# Requirement
After reading the data below, copy out every line that contains the word "woman".

>>>>

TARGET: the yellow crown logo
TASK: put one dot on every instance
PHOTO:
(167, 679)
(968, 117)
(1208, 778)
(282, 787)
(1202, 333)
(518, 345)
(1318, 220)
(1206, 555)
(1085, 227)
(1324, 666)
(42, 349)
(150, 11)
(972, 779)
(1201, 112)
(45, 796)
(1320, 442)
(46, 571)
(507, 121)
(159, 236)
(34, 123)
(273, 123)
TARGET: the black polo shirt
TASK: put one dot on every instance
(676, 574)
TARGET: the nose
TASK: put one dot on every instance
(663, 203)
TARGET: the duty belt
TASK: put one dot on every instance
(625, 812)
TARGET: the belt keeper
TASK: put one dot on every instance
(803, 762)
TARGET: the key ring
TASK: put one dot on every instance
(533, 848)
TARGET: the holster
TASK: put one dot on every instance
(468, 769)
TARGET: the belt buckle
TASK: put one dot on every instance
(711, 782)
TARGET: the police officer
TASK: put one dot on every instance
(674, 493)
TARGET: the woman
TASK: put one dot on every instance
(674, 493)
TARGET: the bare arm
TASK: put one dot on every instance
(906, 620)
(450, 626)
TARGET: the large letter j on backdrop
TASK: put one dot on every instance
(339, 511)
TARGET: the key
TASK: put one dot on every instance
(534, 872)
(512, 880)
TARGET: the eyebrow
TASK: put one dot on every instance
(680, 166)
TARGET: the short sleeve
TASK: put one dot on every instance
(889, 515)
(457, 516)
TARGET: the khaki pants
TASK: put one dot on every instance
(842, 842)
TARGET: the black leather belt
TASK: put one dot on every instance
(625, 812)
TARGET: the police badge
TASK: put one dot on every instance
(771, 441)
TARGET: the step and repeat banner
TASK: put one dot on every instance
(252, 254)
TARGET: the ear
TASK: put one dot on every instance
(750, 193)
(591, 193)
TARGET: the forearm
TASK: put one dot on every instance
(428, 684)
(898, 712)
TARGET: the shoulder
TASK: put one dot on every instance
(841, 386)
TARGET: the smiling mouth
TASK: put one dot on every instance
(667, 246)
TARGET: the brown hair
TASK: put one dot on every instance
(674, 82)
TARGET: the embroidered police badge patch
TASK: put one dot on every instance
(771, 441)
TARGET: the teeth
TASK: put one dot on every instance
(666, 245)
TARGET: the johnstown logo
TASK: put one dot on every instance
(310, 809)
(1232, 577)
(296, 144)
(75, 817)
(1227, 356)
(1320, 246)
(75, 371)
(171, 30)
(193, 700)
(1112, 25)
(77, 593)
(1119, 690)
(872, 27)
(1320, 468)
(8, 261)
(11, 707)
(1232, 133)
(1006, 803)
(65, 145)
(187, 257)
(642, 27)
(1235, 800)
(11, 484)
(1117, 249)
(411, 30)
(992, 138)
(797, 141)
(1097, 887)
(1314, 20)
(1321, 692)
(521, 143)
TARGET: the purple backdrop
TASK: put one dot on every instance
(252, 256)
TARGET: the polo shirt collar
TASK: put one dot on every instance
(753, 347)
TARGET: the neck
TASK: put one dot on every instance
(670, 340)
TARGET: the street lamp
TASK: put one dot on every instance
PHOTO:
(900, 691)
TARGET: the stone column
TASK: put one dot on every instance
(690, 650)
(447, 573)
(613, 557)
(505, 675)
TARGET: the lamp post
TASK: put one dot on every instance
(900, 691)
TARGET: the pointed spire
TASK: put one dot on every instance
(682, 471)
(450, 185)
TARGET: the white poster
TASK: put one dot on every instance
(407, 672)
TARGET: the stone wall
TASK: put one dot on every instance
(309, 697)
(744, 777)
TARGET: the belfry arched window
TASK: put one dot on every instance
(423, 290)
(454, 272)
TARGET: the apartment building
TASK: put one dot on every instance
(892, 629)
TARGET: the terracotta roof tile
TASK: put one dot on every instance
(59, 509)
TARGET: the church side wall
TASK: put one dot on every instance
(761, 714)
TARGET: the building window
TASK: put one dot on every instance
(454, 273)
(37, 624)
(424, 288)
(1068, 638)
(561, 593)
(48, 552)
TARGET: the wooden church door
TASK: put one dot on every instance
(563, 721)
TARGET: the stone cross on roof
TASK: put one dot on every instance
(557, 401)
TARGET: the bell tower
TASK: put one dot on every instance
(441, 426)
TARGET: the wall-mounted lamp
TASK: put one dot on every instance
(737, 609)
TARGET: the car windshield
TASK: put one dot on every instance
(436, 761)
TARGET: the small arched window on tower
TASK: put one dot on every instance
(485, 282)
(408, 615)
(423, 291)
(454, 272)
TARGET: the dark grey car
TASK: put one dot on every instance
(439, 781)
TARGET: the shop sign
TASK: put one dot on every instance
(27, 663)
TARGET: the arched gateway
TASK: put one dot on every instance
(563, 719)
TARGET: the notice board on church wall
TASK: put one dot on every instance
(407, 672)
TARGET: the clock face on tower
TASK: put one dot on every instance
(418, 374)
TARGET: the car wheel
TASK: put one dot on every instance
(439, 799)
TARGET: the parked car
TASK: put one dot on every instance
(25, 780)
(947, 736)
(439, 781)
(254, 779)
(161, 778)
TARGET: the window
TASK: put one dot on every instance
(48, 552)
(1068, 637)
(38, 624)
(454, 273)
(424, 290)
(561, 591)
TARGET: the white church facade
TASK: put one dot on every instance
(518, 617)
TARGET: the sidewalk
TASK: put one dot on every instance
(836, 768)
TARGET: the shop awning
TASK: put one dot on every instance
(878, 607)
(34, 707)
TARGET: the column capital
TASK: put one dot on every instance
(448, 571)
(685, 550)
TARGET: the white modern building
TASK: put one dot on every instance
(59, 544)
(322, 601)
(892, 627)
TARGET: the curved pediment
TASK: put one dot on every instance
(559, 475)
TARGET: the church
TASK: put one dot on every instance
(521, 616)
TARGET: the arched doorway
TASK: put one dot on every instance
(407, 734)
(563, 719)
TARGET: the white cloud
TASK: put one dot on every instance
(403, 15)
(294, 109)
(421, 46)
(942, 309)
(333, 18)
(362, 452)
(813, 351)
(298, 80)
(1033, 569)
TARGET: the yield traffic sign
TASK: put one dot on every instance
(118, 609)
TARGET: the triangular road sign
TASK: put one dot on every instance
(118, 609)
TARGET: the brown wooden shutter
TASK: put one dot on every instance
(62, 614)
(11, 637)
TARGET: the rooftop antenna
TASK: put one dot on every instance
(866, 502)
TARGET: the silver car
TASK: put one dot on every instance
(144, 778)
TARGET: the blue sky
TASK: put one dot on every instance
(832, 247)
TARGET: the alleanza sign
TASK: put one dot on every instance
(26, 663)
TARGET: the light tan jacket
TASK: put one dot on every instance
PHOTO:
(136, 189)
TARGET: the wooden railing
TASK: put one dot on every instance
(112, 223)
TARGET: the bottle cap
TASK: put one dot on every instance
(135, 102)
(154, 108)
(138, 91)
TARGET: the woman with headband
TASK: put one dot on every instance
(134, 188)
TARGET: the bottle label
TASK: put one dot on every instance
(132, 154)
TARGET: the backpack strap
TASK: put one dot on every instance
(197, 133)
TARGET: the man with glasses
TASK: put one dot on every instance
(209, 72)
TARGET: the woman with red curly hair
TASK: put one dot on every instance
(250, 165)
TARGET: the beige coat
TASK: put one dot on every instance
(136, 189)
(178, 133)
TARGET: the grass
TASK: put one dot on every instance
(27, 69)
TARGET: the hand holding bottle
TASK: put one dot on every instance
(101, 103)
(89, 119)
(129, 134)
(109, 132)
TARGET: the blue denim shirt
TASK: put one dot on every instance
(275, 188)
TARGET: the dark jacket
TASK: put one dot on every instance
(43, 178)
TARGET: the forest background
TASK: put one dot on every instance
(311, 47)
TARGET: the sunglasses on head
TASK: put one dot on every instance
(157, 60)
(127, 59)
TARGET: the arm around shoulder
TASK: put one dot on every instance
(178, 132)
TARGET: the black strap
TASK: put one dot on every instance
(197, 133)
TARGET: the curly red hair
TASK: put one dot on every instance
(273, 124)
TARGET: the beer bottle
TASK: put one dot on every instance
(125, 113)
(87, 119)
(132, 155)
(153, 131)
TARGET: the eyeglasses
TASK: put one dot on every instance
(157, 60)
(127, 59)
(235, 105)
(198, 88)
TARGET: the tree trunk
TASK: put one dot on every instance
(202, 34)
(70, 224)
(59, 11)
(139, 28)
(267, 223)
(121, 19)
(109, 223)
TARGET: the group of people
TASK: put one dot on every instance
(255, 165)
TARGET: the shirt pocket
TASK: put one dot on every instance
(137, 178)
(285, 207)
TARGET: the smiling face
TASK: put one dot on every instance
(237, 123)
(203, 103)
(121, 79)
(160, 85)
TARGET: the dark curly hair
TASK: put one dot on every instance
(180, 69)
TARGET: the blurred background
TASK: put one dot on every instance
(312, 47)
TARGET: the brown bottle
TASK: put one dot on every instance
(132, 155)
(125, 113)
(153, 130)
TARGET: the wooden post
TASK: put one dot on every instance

<<<<

# Finished task
TARGET: the woman
TARGET: the woman with headband
TARGET: the woman with red curly hair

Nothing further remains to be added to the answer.